* [Written task] Beginning at the line containing "Could you point to the car tail" and continuing to the end of the records below, give each line again exactly as it stands, and only those lines.
* BEGIN Data *
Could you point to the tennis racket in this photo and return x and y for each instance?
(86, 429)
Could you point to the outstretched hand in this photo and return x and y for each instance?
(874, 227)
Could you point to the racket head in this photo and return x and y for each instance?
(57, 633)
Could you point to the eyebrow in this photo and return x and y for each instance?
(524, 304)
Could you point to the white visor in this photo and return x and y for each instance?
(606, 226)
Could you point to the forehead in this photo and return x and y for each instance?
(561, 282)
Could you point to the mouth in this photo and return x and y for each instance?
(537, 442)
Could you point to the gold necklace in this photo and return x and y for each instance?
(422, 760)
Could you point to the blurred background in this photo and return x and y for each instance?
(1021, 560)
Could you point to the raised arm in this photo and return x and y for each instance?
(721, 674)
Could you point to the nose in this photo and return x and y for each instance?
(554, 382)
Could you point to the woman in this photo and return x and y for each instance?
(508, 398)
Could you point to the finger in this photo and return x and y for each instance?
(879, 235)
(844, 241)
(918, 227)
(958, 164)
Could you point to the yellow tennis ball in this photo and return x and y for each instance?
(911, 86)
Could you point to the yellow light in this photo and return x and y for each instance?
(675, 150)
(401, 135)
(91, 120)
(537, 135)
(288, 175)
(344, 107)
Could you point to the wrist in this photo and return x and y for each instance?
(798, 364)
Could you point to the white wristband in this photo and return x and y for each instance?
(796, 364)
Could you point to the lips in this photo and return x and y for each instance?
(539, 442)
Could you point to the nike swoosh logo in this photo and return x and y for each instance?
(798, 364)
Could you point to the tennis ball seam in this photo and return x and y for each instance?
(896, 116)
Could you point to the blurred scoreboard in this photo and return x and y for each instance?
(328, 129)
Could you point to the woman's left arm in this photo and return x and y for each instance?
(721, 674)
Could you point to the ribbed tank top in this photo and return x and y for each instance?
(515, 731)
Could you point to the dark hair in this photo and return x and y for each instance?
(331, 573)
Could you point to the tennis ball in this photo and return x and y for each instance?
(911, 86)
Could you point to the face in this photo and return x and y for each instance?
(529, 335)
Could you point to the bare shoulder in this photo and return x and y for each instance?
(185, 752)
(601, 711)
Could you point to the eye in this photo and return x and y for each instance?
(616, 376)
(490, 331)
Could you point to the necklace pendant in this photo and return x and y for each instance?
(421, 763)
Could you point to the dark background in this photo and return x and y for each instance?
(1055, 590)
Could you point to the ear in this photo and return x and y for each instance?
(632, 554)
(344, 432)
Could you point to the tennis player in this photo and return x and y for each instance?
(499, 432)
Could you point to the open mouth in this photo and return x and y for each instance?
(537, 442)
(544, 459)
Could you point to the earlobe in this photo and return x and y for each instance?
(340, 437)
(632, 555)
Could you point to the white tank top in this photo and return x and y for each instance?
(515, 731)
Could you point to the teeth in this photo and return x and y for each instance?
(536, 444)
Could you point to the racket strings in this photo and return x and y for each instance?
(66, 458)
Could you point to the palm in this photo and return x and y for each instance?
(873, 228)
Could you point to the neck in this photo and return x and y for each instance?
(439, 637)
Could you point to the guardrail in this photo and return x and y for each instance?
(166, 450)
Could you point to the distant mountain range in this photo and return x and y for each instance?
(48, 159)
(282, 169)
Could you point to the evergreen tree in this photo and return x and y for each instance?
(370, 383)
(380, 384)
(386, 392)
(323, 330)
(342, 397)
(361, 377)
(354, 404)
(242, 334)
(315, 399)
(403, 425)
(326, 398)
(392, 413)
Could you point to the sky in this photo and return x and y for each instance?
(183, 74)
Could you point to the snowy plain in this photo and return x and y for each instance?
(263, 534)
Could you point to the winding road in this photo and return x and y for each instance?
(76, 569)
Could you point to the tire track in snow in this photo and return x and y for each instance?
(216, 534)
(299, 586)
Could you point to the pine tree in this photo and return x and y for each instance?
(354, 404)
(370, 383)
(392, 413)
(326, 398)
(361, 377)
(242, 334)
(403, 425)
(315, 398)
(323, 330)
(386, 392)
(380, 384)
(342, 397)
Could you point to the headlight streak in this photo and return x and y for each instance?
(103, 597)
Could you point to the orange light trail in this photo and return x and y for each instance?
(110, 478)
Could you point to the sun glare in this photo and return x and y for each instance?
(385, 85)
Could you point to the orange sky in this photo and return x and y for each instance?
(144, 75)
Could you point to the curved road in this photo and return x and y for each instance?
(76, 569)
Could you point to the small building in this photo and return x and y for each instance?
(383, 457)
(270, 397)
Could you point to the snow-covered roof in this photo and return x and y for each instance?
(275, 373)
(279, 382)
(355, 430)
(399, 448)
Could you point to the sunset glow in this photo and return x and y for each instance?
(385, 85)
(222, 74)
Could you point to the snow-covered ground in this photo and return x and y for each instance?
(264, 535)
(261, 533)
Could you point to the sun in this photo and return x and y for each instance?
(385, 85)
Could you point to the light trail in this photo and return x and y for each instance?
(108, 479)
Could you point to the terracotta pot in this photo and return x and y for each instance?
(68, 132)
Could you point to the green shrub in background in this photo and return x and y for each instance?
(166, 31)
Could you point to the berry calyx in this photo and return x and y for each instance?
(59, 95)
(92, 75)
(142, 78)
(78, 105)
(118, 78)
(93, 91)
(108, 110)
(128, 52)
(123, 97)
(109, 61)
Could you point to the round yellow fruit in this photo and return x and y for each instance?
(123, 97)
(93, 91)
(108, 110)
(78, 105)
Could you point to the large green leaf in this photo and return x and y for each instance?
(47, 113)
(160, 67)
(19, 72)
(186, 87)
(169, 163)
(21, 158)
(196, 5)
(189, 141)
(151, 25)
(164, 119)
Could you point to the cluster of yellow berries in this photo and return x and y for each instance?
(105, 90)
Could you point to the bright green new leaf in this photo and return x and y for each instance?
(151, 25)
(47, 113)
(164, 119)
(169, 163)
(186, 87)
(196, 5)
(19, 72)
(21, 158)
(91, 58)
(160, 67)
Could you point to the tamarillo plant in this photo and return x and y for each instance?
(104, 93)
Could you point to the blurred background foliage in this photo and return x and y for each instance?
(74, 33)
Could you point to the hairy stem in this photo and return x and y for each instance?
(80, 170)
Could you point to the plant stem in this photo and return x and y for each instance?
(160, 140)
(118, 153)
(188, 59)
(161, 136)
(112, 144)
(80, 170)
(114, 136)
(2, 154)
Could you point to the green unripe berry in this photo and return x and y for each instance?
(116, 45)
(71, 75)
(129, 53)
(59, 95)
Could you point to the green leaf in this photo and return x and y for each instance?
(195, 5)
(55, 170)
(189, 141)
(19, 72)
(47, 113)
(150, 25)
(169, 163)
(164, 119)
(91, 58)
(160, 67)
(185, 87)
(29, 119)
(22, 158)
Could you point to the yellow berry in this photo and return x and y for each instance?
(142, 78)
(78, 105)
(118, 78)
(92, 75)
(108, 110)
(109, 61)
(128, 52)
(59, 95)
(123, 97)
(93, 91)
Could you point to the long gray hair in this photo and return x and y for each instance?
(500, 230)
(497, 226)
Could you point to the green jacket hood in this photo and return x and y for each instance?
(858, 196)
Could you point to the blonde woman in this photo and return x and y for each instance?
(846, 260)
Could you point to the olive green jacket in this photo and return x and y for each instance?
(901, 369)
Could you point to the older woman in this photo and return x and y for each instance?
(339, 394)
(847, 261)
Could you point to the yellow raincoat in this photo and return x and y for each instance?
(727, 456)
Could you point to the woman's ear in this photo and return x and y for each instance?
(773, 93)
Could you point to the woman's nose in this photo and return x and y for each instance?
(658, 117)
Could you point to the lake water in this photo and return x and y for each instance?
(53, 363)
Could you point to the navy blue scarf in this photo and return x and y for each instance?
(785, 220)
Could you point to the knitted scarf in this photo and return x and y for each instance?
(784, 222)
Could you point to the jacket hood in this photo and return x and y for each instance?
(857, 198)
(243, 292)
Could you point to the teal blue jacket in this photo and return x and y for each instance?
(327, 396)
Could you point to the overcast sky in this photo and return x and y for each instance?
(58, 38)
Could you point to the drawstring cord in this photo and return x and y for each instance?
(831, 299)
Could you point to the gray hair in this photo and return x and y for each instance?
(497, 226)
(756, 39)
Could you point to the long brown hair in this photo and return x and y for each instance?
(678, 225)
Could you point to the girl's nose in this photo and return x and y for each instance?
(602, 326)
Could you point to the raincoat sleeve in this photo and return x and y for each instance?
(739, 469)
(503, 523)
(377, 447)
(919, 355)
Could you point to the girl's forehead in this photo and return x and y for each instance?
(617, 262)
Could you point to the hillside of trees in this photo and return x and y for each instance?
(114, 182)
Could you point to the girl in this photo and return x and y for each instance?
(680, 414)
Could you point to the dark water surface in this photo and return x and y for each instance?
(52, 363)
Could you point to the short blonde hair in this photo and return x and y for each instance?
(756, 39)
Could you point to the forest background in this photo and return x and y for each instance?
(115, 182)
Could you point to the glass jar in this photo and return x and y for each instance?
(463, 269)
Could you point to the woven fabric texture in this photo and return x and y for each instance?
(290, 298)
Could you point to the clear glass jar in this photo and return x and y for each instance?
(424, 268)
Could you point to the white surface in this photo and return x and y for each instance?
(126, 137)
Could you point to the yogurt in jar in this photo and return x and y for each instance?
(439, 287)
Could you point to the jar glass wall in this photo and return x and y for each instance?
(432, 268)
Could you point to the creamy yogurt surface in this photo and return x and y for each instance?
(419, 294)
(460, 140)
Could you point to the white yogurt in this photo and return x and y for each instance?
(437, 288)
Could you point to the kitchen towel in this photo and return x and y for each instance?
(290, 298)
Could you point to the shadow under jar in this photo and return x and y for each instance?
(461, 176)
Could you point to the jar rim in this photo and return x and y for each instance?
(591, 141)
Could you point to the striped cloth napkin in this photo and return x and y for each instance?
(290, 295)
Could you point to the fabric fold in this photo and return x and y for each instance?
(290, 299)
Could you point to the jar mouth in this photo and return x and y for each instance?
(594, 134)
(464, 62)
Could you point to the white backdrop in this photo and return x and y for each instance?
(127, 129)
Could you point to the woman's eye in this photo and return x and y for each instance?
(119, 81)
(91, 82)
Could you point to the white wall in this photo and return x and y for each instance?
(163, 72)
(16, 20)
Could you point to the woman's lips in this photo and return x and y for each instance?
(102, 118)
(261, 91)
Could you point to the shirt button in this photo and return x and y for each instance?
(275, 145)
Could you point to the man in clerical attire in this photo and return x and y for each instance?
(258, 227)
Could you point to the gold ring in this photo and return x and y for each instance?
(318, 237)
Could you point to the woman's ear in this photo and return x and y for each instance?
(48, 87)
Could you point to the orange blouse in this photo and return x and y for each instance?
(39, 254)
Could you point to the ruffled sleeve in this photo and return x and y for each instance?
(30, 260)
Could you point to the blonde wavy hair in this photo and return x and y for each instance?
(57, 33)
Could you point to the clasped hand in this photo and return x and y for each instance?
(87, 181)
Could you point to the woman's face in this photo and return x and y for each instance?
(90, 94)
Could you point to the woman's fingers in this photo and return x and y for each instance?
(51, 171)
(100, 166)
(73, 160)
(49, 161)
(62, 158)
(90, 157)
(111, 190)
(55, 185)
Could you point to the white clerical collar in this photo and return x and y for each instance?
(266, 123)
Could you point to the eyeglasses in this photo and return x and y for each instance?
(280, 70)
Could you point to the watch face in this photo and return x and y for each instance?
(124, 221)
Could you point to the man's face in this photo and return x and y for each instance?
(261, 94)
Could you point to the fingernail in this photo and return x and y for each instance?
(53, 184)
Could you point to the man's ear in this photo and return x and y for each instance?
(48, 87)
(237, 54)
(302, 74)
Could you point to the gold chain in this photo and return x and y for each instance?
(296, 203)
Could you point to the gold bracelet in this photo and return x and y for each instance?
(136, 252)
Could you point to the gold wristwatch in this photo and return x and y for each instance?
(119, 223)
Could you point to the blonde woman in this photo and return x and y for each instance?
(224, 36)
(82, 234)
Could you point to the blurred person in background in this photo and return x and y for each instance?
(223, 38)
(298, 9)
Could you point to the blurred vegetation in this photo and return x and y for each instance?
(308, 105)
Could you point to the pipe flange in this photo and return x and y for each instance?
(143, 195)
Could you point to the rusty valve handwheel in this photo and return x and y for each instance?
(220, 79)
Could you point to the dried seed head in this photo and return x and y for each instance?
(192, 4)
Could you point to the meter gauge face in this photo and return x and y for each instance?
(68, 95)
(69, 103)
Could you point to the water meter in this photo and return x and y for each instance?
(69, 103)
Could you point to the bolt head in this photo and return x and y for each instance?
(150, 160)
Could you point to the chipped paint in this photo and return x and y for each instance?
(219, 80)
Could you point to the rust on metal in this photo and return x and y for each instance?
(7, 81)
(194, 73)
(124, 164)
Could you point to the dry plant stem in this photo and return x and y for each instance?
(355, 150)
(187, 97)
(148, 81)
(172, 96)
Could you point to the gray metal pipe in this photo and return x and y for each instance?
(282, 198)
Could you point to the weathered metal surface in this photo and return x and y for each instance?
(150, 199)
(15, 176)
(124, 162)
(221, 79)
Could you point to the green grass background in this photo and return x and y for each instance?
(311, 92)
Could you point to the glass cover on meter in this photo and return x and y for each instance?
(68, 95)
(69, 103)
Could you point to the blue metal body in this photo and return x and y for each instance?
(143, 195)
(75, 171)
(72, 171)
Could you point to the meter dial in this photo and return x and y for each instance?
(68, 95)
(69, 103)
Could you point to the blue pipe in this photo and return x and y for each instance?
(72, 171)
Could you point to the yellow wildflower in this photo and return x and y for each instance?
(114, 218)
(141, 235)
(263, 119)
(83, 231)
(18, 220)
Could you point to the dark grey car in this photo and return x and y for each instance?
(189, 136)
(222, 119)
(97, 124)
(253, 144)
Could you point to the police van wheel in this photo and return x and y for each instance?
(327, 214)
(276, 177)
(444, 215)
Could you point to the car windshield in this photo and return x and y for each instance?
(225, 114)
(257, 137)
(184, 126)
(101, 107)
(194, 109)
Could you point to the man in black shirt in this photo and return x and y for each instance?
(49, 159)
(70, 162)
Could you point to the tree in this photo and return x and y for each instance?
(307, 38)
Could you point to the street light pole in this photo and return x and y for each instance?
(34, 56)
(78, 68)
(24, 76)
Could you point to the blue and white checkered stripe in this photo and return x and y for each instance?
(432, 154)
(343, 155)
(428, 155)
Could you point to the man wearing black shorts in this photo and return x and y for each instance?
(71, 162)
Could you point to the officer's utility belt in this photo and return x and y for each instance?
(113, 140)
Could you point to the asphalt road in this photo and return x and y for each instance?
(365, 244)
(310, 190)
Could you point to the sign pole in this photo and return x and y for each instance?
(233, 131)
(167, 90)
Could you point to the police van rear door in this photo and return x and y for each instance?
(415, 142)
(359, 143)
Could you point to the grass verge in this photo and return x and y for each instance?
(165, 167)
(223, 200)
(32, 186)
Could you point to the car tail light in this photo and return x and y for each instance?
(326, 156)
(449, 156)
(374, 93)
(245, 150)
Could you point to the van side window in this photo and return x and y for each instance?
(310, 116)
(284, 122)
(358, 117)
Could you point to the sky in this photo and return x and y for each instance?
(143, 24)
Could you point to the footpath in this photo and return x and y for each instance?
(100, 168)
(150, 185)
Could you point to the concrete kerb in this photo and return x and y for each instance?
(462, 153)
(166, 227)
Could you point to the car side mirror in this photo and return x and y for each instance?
* END Data *
* [Answer]
Could you point to the car tail light in this photo and return x and y for each instance?
(326, 156)
(449, 156)
(374, 93)
(245, 150)
Could you point to the van side window in this photo and return x and y for each instance?
(310, 116)
(284, 122)
(358, 117)
Could you point to the sky in this photo and return x and y for each instance?
(143, 24)
Could you point to the footpath in this photo and return x and y for each instance?
(100, 168)
(150, 185)
Could you point to the concrete kerb in this photo and return x and y for each instance?
(462, 153)
(166, 227)
Could you point to the car side mirror in this photo and return x and y for each instance?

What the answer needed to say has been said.